··· DATASET RECORDS
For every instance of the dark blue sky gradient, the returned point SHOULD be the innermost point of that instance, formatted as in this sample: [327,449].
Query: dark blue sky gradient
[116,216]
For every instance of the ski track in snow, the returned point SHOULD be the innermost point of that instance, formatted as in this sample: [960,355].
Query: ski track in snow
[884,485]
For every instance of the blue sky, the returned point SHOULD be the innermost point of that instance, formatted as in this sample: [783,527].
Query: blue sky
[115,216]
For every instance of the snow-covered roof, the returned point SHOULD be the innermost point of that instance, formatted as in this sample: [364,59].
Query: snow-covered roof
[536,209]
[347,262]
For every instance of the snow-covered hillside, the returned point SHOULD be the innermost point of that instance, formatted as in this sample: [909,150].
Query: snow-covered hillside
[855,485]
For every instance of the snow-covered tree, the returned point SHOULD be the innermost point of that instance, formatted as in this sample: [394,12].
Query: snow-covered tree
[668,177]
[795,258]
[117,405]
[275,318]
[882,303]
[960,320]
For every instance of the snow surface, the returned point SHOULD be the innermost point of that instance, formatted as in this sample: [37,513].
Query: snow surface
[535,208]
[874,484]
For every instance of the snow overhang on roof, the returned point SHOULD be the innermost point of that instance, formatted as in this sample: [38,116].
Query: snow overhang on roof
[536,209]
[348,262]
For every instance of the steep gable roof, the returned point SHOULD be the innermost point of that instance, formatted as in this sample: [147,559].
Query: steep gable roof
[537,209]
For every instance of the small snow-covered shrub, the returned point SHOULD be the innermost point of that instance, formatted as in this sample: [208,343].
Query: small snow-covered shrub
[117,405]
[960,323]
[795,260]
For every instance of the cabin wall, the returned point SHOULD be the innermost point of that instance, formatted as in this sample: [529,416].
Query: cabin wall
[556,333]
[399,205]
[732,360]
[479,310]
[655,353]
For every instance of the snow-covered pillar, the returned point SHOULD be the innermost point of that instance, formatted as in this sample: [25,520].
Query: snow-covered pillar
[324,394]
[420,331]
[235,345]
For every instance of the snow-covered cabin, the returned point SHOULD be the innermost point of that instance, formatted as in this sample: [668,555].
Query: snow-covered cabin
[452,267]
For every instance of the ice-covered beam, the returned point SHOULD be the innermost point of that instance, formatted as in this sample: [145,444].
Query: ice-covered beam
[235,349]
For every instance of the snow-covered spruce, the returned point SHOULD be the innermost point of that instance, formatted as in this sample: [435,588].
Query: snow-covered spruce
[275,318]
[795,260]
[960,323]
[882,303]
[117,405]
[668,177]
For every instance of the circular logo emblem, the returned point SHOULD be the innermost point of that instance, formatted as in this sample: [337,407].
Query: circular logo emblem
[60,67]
······
## WHAT IS EXPECTED
Retype the material above line for line, keeping every character unchanged.

## EXPECTED ANSWER
For every instance of the dark blue sky gradient, the returned point SHOULD be the innermost point of that instance, formatted as in this sample: [327,449].
Query: dark blue sky gradient
[116,216]
For every instance of the ski track in snow, the returned point SHOULD be the innermost point of that instance, formatted as in this sample: [960,355].
Query: ski track in snow
[884,485]
For every instance of the blue sky, the returned point SHOULD be the innermost point of that instance, formatted as in this sample: [783,527].
Query: blue sky
[115,216]
For every instance of the snow-covered roof, the returned point SHOULD be the innermost point of that instance, formatted as in this sample: [364,59].
Query: snow-covered roof
[536,209]
[347,262]
For every instance of the snow-covered hillside, the returned point SHOULD be the innermost point of that instance, formatted as in this sample: [909,150].
Query: snow-covered hillside
[855,485]
For every instance of the snow-covered tree, the returned point SHOULD be the innermost point of that instance, formatted as in this sample: [394,12].
Query: snow-covered tree
[668,177]
[795,258]
[117,405]
[275,318]
[882,303]
[960,320]
For every instance of the snow surface, the returned point SHOULD be the innermost point of that instance, formatted as in this sample: [37,513].
Query: snow surface
[535,208]
[874,484]
For every instance of the snow overhang on roof, the returned point SHOULD be the innermost point of that instance, formatted as in this sample: [38,116].
Query: snow overhang on roof
[536,209]
[348,262]
For every instance of the steep gable roof, the returned point SHOULD be the innermost point of that instance, formatted as in this sample: [147,559].
Query: steep gable roof
[537,209]
For every instance of the small snow-covered shrub, the returned point SHOULD be the innermost point of that instance, formatted as in this sample: [208,343].
Query: small snow-covered shrub
[117,405]
[960,323]
[795,260]
For every instance of the cabin wall, the returned point SHOULD be the innermost point of that instance, formatted as in this sample: [529,416].
Query: cabin wall
[556,333]
[399,205]
[732,360]
[479,310]
[655,353]
For every instance of the snow-covered pillar, the returned point SHOULD be the innermost point of that instance, formatted as in this sample: [25,520].
Query: snow-covered pillar
[324,394]
[420,331]
[235,345]
For every instance of the snow-covered cabin, the returned point SHOULD be the innermost point of that instance, formatted as in this sample: [668,555].
Query: snow-covered cabin
[452,267]
For every instance of the ice-covered beam, the returned point SHOULD be the innermost point of that instance, formatted as in this sample: [145,444].
Query: ice-covered beam
[235,349]
For every instance of the snow-covered spruce, the returned point SHOULD be the innermost point of that instance, formatted as in this sample: [435,588].
Query: snow-covered spruce
[275,318]
[795,260]
[960,323]
[882,303]
[117,405]
[668,177]
For every instance of the circular logo emblem, the returned point SHOULD be the innermost point of that instance, formatted as in this sample: [337,407].
Query: circular logo emblem
[60,67]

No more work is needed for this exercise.